## YOUR OBJECTIVE:
Report how many lines of the records below include the word "window". Give nothing but the number.

## MATERIAL FOR THIS TASK:
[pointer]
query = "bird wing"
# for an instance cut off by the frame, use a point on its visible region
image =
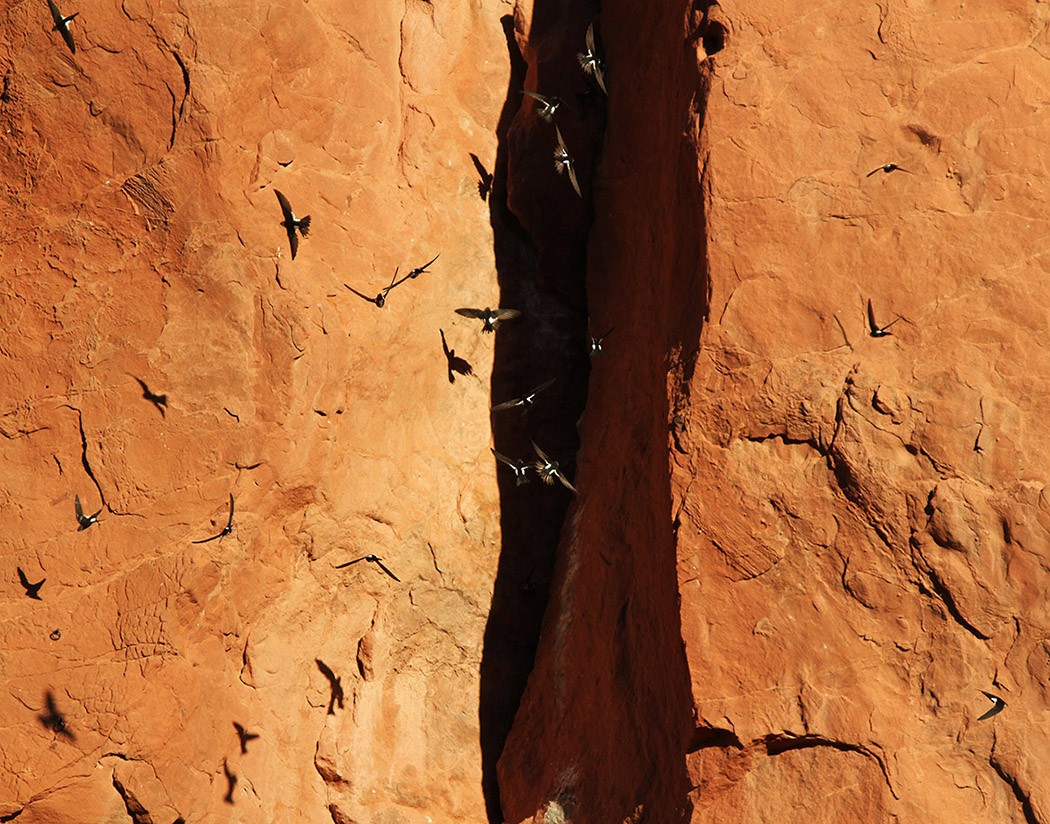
(384, 569)
(286, 207)
(364, 297)
(466, 312)
(565, 483)
(507, 404)
(573, 181)
(542, 386)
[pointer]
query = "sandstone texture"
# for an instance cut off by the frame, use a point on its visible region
(799, 553)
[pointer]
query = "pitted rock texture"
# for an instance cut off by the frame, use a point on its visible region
(141, 239)
(855, 525)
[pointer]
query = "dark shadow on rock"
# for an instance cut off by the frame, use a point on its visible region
(541, 271)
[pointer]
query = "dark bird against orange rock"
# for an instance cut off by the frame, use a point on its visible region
(294, 226)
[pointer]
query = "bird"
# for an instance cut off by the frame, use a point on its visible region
(245, 737)
(545, 106)
(32, 590)
(456, 364)
(84, 521)
(62, 25)
(372, 560)
(526, 400)
(590, 62)
(596, 347)
(334, 683)
(380, 299)
(489, 317)
(226, 530)
(548, 470)
(887, 168)
(998, 704)
(874, 329)
(420, 269)
(518, 467)
(160, 401)
(564, 162)
(485, 177)
(231, 782)
(291, 223)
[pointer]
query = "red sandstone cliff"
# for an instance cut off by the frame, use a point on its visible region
(798, 553)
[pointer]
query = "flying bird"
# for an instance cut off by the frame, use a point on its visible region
(485, 177)
(291, 223)
(84, 521)
(596, 343)
(456, 364)
(887, 168)
(548, 470)
(564, 162)
(245, 737)
(62, 25)
(998, 704)
(160, 401)
(525, 401)
(334, 683)
(380, 299)
(226, 530)
(518, 467)
(372, 560)
(32, 590)
(489, 317)
(231, 782)
(545, 106)
(874, 329)
(590, 62)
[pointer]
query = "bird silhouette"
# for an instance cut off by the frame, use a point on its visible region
(160, 401)
(372, 560)
(874, 329)
(485, 177)
(596, 343)
(520, 468)
(225, 531)
(489, 317)
(456, 364)
(549, 470)
(591, 62)
(564, 163)
(998, 704)
(245, 737)
(62, 25)
(334, 683)
(84, 521)
(291, 223)
(526, 400)
(887, 168)
(545, 107)
(32, 590)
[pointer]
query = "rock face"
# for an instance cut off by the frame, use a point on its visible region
(847, 542)
(799, 552)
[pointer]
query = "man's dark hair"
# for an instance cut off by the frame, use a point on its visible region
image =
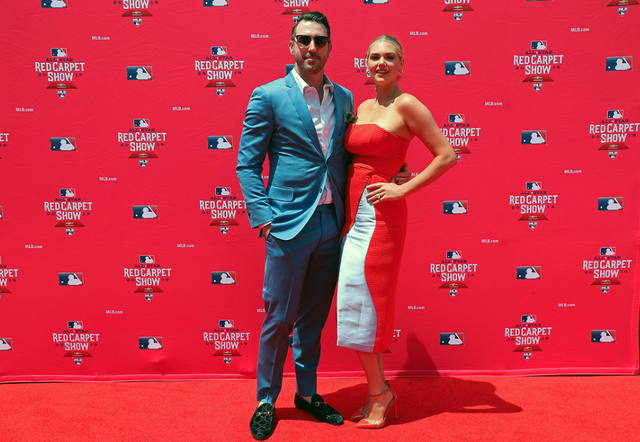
(315, 16)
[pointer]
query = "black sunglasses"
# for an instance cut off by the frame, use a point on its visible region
(305, 40)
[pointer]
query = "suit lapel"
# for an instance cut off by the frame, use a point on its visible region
(297, 99)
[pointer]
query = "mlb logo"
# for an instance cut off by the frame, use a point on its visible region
(456, 118)
(151, 343)
(216, 3)
(6, 344)
(59, 52)
(455, 207)
(139, 73)
(71, 279)
(528, 319)
(457, 68)
(219, 50)
(451, 338)
(529, 272)
(145, 212)
(610, 204)
(539, 44)
(615, 114)
(607, 251)
(533, 137)
(220, 142)
(534, 185)
(603, 336)
(58, 4)
(141, 122)
(66, 144)
(619, 63)
(223, 278)
(68, 192)
(454, 254)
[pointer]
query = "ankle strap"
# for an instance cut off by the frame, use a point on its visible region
(380, 394)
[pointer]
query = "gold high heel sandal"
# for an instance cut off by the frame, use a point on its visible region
(362, 412)
(363, 424)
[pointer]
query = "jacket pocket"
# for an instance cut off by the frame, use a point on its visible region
(281, 193)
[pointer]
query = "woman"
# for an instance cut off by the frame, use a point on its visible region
(375, 228)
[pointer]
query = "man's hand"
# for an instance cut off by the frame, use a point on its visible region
(403, 176)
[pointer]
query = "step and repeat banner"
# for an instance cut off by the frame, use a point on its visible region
(125, 249)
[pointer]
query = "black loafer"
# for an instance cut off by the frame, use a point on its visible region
(261, 424)
(319, 408)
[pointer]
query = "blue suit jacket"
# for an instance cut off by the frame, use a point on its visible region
(277, 124)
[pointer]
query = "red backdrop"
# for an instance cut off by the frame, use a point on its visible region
(125, 251)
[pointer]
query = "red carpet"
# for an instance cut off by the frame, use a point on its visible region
(598, 408)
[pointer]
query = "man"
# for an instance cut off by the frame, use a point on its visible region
(299, 123)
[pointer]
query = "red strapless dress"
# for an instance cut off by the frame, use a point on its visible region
(373, 240)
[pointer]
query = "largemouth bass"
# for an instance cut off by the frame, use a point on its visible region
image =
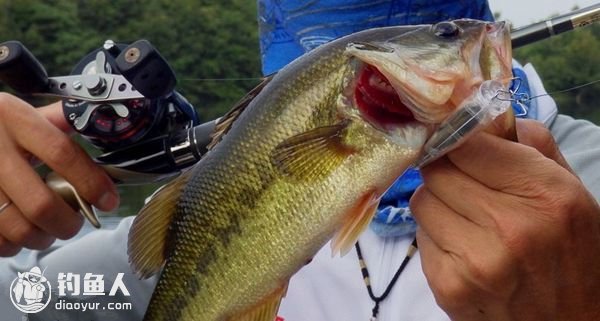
(305, 158)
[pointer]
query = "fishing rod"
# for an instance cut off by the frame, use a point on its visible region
(123, 100)
(554, 26)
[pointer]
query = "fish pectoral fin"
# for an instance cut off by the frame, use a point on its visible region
(313, 154)
(266, 310)
(148, 235)
(355, 223)
(373, 46)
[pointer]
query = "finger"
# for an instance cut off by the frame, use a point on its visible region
(449, 289)
(54, 114)
(533, 133)
(450, 185)
(504, 165)
(19, 232)
(7, 248)
(63, 155)
(447, 229)
(39, 205)
(454, 288)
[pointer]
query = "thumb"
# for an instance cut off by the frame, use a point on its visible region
(533, 133)
(54, 114)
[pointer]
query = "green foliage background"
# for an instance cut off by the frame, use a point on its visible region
(208, 40)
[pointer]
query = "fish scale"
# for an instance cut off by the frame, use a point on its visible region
(299, 164)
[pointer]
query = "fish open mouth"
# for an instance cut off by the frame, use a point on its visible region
(378, 101)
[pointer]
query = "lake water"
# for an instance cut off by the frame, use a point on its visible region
(107, 222)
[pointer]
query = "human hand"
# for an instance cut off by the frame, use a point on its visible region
(37, 215)
(508, 232)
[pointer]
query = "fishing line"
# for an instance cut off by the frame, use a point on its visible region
(522, 98)
(222, 79)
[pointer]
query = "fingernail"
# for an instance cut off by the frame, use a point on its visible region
(108, 201)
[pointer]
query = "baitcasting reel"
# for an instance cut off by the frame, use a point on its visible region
(121, 99)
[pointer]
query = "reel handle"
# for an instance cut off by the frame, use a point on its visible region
(20, 70)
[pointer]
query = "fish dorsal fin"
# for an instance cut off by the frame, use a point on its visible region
(224, 123)
(266, 310)
(355, 223)
(148, 234)
(312, 154)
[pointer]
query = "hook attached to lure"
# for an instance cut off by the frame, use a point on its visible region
(476, 112)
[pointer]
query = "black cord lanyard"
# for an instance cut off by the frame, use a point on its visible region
(365, 272)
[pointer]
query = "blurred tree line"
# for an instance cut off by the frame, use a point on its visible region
(213, 48)
(567, 61)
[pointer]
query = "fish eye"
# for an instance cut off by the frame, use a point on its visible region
(446, 29)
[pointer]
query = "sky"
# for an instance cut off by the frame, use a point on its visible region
(524, 12)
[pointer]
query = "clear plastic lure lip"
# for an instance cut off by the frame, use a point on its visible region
(477, 111)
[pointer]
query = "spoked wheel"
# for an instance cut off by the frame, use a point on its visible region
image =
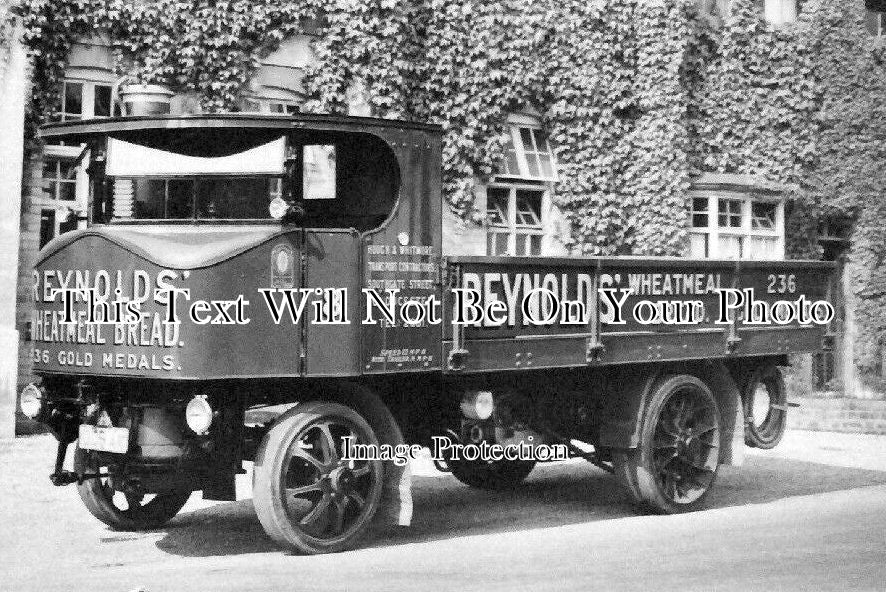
(308, 497)
(119, 510)
(764, 401)
(676, 462)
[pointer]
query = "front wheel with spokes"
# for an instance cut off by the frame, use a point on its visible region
(306, 494)
(676, 462)
(124, 510)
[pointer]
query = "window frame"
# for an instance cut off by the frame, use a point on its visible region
(514, 132)
(712, 232)
(512, 229)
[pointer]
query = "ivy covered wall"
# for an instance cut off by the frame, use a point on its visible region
(639, 96)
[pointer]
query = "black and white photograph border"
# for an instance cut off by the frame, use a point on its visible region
(414, 295)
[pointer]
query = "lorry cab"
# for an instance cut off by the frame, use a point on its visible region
(226, 204)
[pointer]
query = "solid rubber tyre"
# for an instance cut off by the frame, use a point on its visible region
(675, 464)
(324, 487)
(769, 433)
(101, 501)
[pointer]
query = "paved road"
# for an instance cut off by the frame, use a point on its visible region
(810, 515)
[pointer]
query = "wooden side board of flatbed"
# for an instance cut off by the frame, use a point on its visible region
(518, 345)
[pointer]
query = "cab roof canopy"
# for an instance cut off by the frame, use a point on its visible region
(222, 134)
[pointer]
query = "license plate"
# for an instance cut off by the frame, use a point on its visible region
(104, 439)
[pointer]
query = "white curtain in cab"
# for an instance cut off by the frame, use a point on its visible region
(131, 160)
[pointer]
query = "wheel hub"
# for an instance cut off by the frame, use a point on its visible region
(341, 480)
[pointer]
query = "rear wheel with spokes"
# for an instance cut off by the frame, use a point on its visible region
(676, 463)
(306, 495)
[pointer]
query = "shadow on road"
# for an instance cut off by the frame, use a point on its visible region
(554, 495)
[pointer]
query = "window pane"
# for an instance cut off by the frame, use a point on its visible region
(102, 100)
(319, 172)
(872, 20)
(526, 138)
(509, 164)
(67, 169)
(521, 246)
(68, 224)
(73, 99)
(763, 216)
(730, 213)
(547, 167)
(241, 198)
(762, 248)
(180, 204)
(730, 247)
(67, 191)
(497, 243)
(150, 198)
(700, 212)
(698, 244)
(534, 169)
(497, 206)
(47, 226)
(529, 208)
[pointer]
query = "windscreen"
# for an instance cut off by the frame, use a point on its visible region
(341, 180)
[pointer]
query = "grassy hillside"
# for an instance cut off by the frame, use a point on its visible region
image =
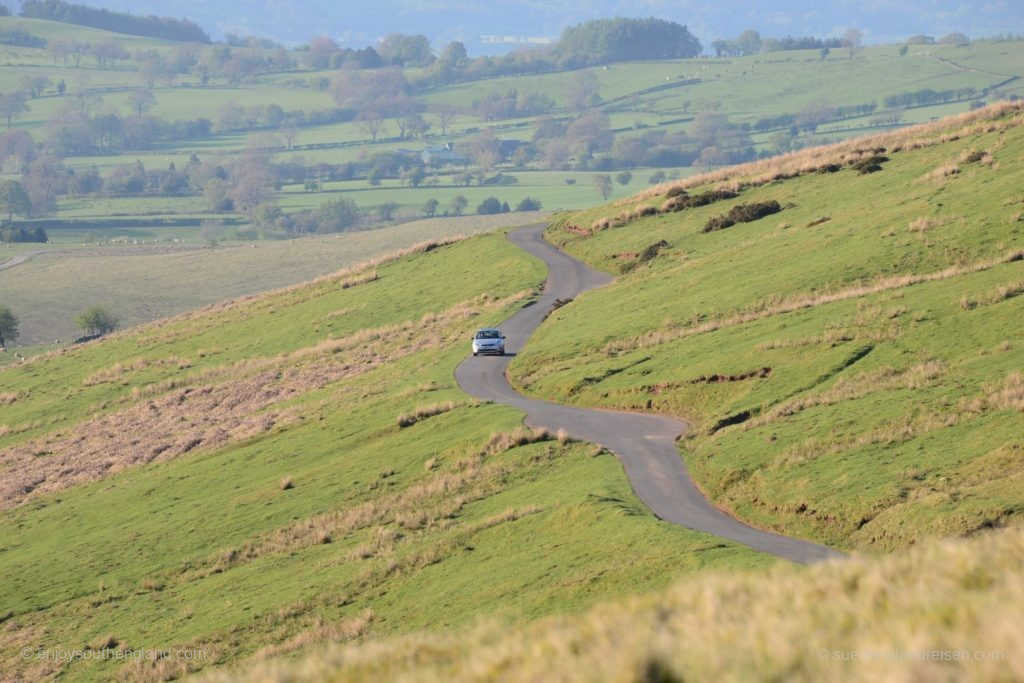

## EXPECTED OUTPUT:
2